Exercise details — This exercise calls for retyping every line below exactly, with the images omitted.

Data —

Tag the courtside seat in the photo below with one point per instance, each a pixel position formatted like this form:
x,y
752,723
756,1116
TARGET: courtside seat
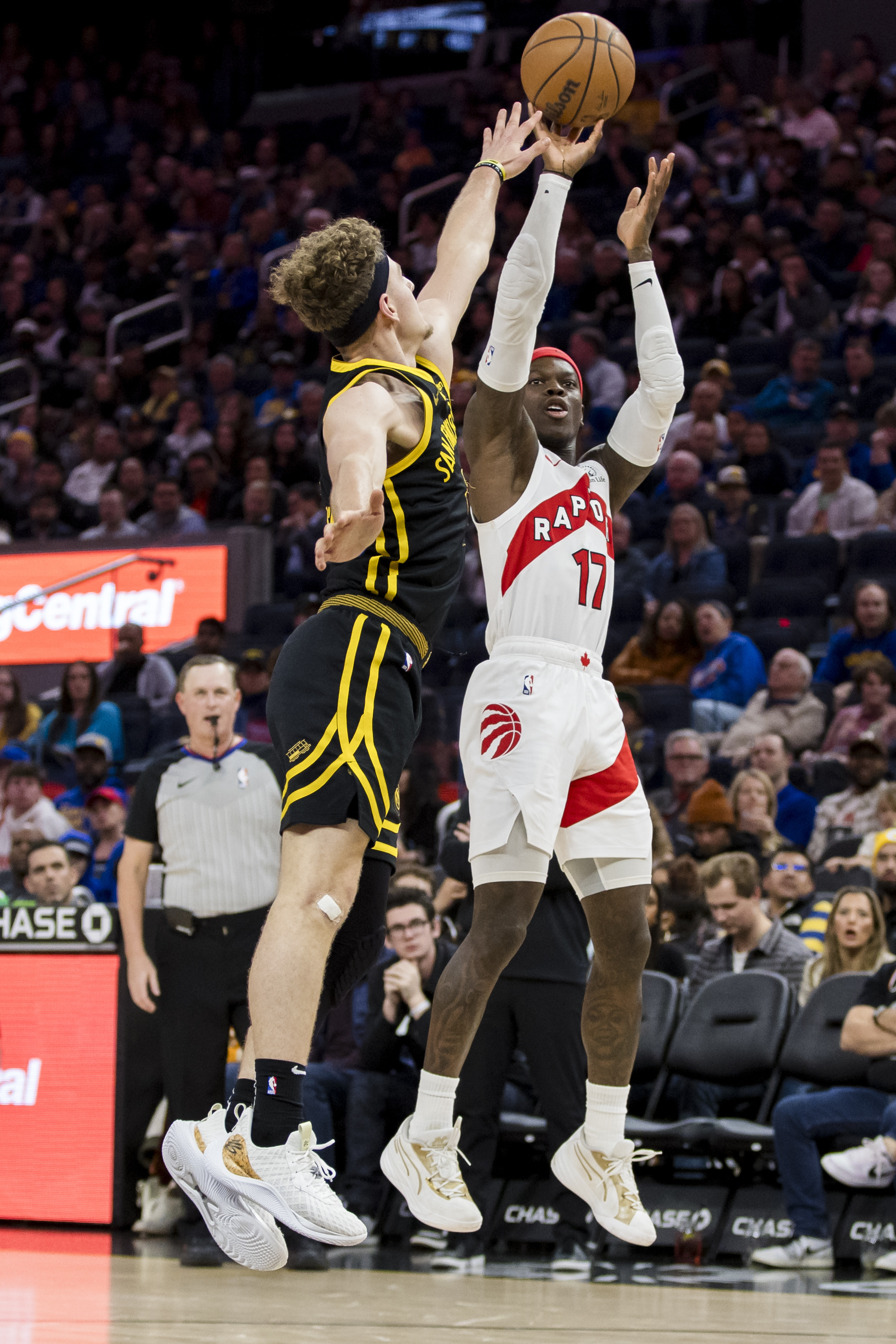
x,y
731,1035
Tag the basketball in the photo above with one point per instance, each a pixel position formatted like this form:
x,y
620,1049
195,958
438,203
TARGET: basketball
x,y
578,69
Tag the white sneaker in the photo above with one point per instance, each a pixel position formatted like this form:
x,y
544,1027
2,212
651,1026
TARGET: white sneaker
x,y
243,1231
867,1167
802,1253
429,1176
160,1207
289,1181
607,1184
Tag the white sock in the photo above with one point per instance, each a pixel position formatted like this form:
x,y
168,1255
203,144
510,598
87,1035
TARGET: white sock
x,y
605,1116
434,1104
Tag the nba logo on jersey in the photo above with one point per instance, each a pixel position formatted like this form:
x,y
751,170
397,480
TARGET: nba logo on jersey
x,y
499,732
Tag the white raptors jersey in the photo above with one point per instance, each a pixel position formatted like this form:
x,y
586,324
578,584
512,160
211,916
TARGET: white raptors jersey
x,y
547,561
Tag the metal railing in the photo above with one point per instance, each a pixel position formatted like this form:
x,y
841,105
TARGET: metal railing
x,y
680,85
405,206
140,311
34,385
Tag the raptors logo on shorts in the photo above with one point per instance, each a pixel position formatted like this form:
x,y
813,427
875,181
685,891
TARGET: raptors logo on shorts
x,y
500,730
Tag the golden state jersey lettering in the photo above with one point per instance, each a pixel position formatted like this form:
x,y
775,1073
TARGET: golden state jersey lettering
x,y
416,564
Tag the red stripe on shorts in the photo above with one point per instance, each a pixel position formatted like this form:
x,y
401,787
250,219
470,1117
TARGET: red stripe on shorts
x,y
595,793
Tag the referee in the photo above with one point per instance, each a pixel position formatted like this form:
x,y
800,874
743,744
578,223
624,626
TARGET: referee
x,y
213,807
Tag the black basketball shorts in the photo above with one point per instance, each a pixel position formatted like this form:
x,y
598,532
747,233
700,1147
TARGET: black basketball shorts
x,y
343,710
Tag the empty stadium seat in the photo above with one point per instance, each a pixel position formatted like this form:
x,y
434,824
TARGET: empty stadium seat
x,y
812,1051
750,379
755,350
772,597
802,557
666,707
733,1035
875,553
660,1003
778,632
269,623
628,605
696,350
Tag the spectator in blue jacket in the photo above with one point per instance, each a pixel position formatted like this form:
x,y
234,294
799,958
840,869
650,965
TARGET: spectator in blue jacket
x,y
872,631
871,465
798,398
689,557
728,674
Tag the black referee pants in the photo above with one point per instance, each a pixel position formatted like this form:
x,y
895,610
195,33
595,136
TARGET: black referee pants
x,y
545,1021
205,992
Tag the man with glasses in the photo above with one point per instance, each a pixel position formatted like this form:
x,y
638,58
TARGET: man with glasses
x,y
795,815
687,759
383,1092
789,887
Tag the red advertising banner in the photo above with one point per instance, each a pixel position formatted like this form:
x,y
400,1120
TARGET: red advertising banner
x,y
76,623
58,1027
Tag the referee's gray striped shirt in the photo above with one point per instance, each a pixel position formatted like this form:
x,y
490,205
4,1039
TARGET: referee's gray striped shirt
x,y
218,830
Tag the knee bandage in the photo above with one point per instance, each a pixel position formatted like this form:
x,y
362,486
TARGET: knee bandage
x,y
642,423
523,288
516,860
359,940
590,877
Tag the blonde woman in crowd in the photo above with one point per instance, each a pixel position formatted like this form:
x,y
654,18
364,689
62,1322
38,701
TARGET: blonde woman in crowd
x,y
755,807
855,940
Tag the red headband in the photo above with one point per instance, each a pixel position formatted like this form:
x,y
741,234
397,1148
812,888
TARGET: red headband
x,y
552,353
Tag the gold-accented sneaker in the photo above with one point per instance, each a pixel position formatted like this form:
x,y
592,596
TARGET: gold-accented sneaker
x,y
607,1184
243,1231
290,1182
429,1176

Answer section —
Tag the courtside seat in the photo below with one point per instance, each a pixel position formatted like this form:
x,y
752,723
756,1116
TARGET: courtside seat
x,y
731,1035
Tag the basketball in the photo above with one point per instance, each a pixel position formatted like this form:
x,y
620,1049
195,958
438,203
TARGET: basketball
x,y
578,69
Tag the white sneaker in the photo above with one point per instance, each a pixel position formatted like this form:
x,y
544,1027
2,212
651,1026
TARGET: white sneaker
x,y
243,1231
867,1167
802,1253
429,1176
160,1207
289,1181
607,1184
Tag the white sock in the photo above with one point per instance, each a pixel position formatted like this form:
x,y
168,1255
203,144
510,598
87,1035
TARGET: white sock
x,y
605,1116
434,1104
Tag the nba logo on jersey in the photo above with one point per instance, each a pixel position formatted like this form:
x,y
751,170
397,480
TARGET: nba logo on jersey
x,y
499,732
Tag the white raptors jersey in the photo above with one point per instance, each a pixel position formatted like this form:
x,y
586,324
578,584
512,160
211,916
TARGET: white raptors jersey
x,y
547,561
Tag the metal railing in the photo above with one point per instance, each a pixel position formatted like this form:
x,y
841,105
TARGET: metal railing
x,y
680,85
405,206
140,311
34,385
Tag the raptors logo on shorts in the photo above with one point per instance, each a pixel position formatted like this form:
x,y
813,427
875,181
685,891
TARGET: raptors logo on shorts
x,y
500,730
Tag the golden state jersey lettering in the photo above with one point per instance, each a pixel position formatted like this form:
x,y
775,1073
TARGET: golden state jersey lettering
x,y
416,564
Tag the red stripe on shorts in the photo above with one point per instance, each a pixel position formatted like this form:
x,y
401,787
250,219
470,1117
TARGET: red stripe on shorts
x,y
595,793
Tag the referee in the photo above with one point per instance, each a pixel position formatted like this form:
x,y
800,874
743,744
578,223
624,626
TARGET: referee
x,y
213,807
Tag the black basketball shorts in the photo above with one point per instance, each a pixel position formatted like this form:
x,y
598,532
747,233
700,1147
TARGET: black basketball shorts
x,y
343,710
Tag the empty stadium seat in the photo above with one point per instance, each a pixel position formatted like this form:
x,y
434,824
TARGET: empty stadium seat
x,y
812,1051
750,379
755,350
772,597
802,557
666,707
733,1035
875,553
660,1003
778,632
269,623
628,605
696,350
Tag the spectator in blue jacket in the photo above with one point per instance, each a pixel position formatted like this form:
x,y
234,294
799,958
840,869
650,965
TARGET: spectator in blue jacket
x,y
872,631
871,465
798,398
689,557
728,674
Tag the black referee pants in the photo above with one point per instance, each a pixel position formatted like this form:
x,y
895,610
195,33
595,136
TARGET: black referee pants
x,y
545,1021
205,992
Tag the man with glasses in the photo above with one point per instance, each a pixel position formatted like this form:
x,y
638,58
TARGET: man with glasses
x,y
795,815
687,759
383,1092
789,887
Tag the red advertising banner in the photo above with one point per instance, each a pixel position formatted like this form:
x,y
400,1120
TARGET: red advertising banner
x,y
76,623
58,1027
Tag the referee's gray striped shirt in the photo above with one point per instance, each a pixel position formatted like this form:
x,y
490,205
4,1039
TARGET: referee's gray striped shirt
x,y
218,830
Tag the knee bandage in the photo above with one point per instance, each a pixel position formatted like this form:
x,y
362,486
TARGET: knee bandage
x,y
642,423
523,288
516,860
359,940
590,877
Tag the blonde woman in crowd in the photo above with one point per instance, each a pixel position formatted like this form:
x,y
654,18
364,689
62,1322
38,701
TARGET: blonde woman in crowd
x,y
755,807
855,940
Tag the red headband in the photo above with one point per instance, each a pixel position formatted like this form:
x,y
741,234
397,1148
812,888
TARGET: red headband
x,y
552,353
Tag the gold-accented sneaker in the photo above with one point per instance, each a pixel position formatted like this form:
x,y
592,596
TARGET: gold-accented sneaker
x,y
607,1184
243,1231
290,1182
429,1176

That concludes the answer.